───── Sağlanan Materyaller
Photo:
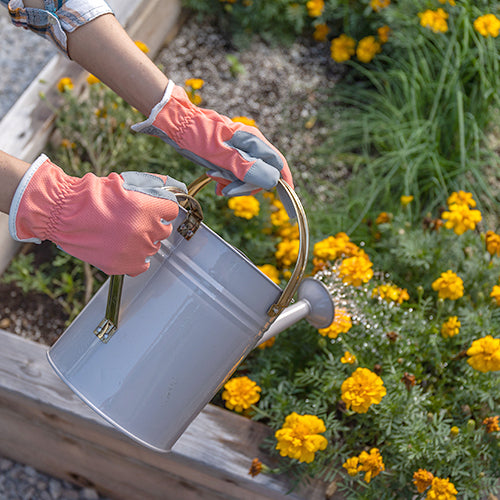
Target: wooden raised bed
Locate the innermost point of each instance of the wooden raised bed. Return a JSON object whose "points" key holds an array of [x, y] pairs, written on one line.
{"points": [[45, 425]]}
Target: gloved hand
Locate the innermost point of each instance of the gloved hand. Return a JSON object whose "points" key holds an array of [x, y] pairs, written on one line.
{"points": [[114, 223], [237, 156]]}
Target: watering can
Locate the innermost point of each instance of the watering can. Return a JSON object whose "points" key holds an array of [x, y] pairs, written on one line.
{"points": [[172, 336]]}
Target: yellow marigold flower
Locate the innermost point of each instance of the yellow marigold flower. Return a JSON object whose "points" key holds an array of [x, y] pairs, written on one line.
──────────
- [Görev Talimatı]: Yukarıdaki kayıtları ölçeklendirin: istekler dahil tüm satırları yeniden yazın, yanıtlardaki her nokta koordinatını 1,9 ile çarpıp tam sayıya yuvarlayın (buçuklar yukarı yuvarlanır). Resimleri yanıta almayın.

- [Görev Sonucu]:
Photo:
Target: wooden raised bed
Locate the innermost point of each instance of the wooden raised bed. Return a JSON object whose "points" key holds an array of [x, y] pairs, written on one line.
{"points": [[86, 808]]}
Target: gloved hand
Locate the innermost point of each instance of the gloved hand. Return a JSON object whose "points" key holds an array of [x, y] pairs, written on one line.
{"points": [[217, 424], [450, 296]]}
Target: watering can
Locate the innermost point of each instance of the watering can. Return a JSON object whose "points" key holds an array of [x, y] pairs, written on one line.
{"points": [[327, 638]]}
Target: yellow marigold flower
Locate the innermost point of each instance of the yellow marigold flower. Return a JSON object whose "points" key holds an array of [x, y] pairs, written on one line.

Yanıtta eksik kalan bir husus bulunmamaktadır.